▶ Tareas propuestas
1. Responde estas preguntas sobre el texto acerca de la envidia:
(a) ¿Cómo se hace llamar la envidia cuando tiene vocación de bondad y respetabilidad?
(b) Según el proverbio chino citado, ¿por qué se mide una torre?
(c) ¿Qué expresa la envidia mala?
2. Duplica el fragmento del texto sobre la envidia que empieza en "Pero vayamos a" y termina en "o del vecino.".
3. Retoma el texto sobre la envidia y continúalo a partir de su última oración.

▶ Texto mostrado
________

Cuando tiene vocación de bondad y respetabilidad, la envidia se hace llamar sana. Tenemos sana envidia de las virtudes o los logros de alguien a a quien admiramos. Nos gustaría ser como él o conseguir lo que él ha conseguido y no dudamos en confesárselo personalmente, de modo que esta envidia no le perjudica, sino que, al contrario, le enaltece y le coloca en un pedestal al que los envidiosos sanos aspiramos. Hay envidias, pues, que gratifican al envidiado, aumentan su estatura y su entidad. Para nada lo menoscaban. Le convierten en ejemplo a seguir y paradigma digno de imitación. Aquí viene bien el proverbio chino (siempre hay un proverbio chino a mano): "una torre se mide por su sombra, y el hombre de mérito, por el número de sus envidiosos".

Pero vayamos a la envidia mala, la que expresa tristeza porque a otro le vaya bien. Hay mucho envidioso suelto, y por todas partes. Bastantes de ellos tienen cierta razón para serlo: son tan mediocres que, como no pueden alegrarse por nada propio, sufren por lo ajeno y les encantaría que al envidiado le pasara algo malo. Pero uno de los mayores misterios de la vida es la existencia de gente que no necesita -entre comillas- la envidia para nada, pero la cría, alimenta y ejerce a tope. Se trata de individuos con talento, salud y buena posición, profesionales respetados y tal vez queridos, pero, hijo mío, están envenenados por dentro, sin que nadie sepa el por qué de tantos gatos en la barriga. No soportan el éxito de otros, se reconcomen si al amigo le va bien y sufren en aparente silencio las buenas noticias del colega o del vecino.

________

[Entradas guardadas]
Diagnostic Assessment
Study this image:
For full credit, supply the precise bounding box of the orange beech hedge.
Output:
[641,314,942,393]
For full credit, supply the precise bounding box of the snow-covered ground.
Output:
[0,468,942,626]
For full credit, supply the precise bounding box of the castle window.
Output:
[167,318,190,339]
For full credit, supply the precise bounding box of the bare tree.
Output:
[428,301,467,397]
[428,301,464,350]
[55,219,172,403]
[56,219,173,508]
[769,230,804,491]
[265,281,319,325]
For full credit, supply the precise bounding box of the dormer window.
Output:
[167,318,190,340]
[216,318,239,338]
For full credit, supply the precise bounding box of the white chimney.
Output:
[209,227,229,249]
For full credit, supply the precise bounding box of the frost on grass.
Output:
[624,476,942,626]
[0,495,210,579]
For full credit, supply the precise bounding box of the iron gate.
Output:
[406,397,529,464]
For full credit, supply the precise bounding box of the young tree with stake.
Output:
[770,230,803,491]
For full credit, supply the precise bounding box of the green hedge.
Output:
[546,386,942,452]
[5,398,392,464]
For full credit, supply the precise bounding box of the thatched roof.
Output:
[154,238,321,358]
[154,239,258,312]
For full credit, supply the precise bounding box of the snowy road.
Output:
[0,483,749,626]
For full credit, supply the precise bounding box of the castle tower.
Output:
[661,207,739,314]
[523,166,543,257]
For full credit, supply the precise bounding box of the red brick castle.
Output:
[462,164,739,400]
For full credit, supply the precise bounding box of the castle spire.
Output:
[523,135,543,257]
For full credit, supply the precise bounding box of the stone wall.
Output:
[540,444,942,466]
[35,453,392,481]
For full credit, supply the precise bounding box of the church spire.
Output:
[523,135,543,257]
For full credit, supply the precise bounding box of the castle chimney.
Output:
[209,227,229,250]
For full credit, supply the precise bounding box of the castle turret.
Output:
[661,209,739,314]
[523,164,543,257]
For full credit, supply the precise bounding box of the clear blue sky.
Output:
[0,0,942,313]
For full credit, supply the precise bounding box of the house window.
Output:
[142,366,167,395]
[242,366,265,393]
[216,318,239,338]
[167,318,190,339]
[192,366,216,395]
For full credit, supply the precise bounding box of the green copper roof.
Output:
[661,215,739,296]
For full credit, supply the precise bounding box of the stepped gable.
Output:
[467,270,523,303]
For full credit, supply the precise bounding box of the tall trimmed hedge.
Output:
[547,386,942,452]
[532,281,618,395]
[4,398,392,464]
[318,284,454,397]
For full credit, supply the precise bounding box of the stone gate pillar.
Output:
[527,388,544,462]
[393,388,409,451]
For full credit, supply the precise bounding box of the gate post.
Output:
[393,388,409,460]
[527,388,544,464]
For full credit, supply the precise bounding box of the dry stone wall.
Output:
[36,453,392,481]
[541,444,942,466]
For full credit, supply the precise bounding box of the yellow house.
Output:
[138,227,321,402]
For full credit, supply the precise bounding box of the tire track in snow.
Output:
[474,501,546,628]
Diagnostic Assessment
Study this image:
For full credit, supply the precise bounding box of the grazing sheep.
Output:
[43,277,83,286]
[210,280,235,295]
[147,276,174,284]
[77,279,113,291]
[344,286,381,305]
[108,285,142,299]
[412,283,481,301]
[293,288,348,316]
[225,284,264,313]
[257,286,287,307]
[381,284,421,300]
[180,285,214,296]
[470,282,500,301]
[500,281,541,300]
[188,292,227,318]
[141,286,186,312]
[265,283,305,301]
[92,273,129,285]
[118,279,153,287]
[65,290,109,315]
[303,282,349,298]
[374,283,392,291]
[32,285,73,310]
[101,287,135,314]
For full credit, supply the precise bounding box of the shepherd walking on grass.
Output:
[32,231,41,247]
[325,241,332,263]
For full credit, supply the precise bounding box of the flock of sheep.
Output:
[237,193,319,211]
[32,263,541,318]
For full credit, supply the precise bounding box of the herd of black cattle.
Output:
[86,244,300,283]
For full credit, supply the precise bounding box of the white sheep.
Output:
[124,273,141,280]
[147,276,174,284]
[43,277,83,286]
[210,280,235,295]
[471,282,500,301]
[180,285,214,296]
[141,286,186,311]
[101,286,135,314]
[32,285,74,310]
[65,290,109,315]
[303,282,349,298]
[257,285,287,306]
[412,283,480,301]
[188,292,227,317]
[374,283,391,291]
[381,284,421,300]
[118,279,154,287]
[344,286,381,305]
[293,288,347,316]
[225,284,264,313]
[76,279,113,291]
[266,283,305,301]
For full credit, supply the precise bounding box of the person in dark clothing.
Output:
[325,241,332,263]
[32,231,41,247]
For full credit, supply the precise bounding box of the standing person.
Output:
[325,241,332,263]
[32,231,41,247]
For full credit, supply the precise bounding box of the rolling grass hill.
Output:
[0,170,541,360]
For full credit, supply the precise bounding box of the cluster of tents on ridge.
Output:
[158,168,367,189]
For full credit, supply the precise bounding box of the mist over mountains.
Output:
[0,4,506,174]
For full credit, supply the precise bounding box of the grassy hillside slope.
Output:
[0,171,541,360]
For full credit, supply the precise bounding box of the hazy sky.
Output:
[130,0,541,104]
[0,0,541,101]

________

▶ Respuestas por tarea
1.
(a) Sana.
(b) Por su sombra.
(c) Tristeza porque a otro le vaya bien.

2.
Pero vayamos a la envidia mala, la que expresa tristeza porque a otro le vaya bien. Hay mucho envidioso suelto, y por todas partes. Bastantes de ellos tienen cierta razón para serlo: son tan mediocres que, como no pueden alegrarse por nada propio, sufren por lo ajeno y les encantaría que al envidiado le pasara algo malo. Pero uno de los mayores misterios de la vida es la existencia de gente que no necesita -entre comillas- la envidia para nada, pero la cría, alimenta y ejerce a tope. Se trata de individuos con talento, salud y buena posición, profesionales respetados y tal vez queridos, pero, hijo mío, están envenenados por dentro, sin que nadie sepa el por qué de tantos gatos en la barriga. No soportan el éxito de otros, se reconcomen si al amigo le va bien y sufren en aparente silencio las buenas noticias del colega o del vecino.

3.
Esto tiene que ser, por fuerza, una enfermedad. Y así lo ha certificado el Instituto Nacional de Ciencias Radiológicas de Japón. Sus estudios demuestran que las partes del cerebro que se activan cuando una persona se siente mal por el éxito de otra o le desea un perjuicio son las mismas que intervienen cuando se produce un dolor físico (para estudiosos: se trata de la corteza cingulada anterior dorsal). De modo que el envidioso padece exactamente igual por el triunfo ajeno que por un buen dolor de cabeza. Su cerebro se estimula en el mismo lado y con la misma cadencia si le duele el estómago que si le duele el corazón.

Hay que compadecer, sobre todo, a esos prisioneros de la envidia inmotivada. Más que nada, por lo que escribía Schopenhauer: "La envidia de los hombres muestra lo infelices que se sienten".